▸ **Text excerpt**
§

Next Step Fusion Simulator

Solving all the equations together in a self-consistent manner requires the introduction of a mathematical abstraction of real devices. This is known as a configuration or digital replica, unique to each tokamak. The digital replica is based on the geometrical and electrical characteristics of the magnetic system and passive conducting structures, including poloidal field coils, the vacuum vessel, and the limiter. The calculation domain is represented by a mesh that can vary for each element.

For plasma shape and position control, magnetic diagnostics such as magnetic probes and flux loops are essential. Synthetic signals of those sensors are calculated considering the mutual magnetic fields arising from toroidal currents in plasma, active, and passive elements. Read more about the validation and verification of synthetic magnetic diagnostics in the blog post.

§

▸ **Information given**
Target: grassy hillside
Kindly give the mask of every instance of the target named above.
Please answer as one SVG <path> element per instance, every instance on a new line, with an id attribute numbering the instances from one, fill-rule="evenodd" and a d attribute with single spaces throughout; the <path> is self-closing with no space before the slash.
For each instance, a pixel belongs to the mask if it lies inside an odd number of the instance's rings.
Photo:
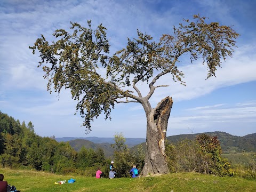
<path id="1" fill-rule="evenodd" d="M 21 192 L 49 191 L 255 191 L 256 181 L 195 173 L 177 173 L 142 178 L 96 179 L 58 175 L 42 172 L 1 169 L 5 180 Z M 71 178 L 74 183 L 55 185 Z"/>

§

▸ **Requirement A**
Answer these questions from the fusion simulator text, one per line:
(i) What is the mathematical abstraction of a real device known as?
(ii) What represents the calculation domain?
(iii) Which magnetic diagnostics are named as essential for plasma shape and position control?
▸ **Requirement B**
Write the next paragraph of the fusion simulator text, starting after its final sentence.
The records have no connection to the fusion simulator text.

▸ **Answer space A**
(i) A configuration or digital replica.
(ii) A mesh that can vary for each element.
(iii) Magnetic probes and flux loops.

▸ **Answer space B**
By considering factors such as thermal conductivity, compression, and electron drift, NSFsim can accurately predict plasma evolution and solve reverse tasks, providing a comprehensive understanding of tokamak operations. This approach allows us to simulate the intricate details of plasma physics, magnetic fields, energetics, and control mechanisms.

NSFsim is leveraged for myriad purposes, including simulation, experiment planning, disruption prediction and analysis, research, and crucially, for training machine learning (ML) models designed for plasma control and behavior prediction by simulating complex plasma behaviors and dynamics to provide an essential environment for developing advanced control systems.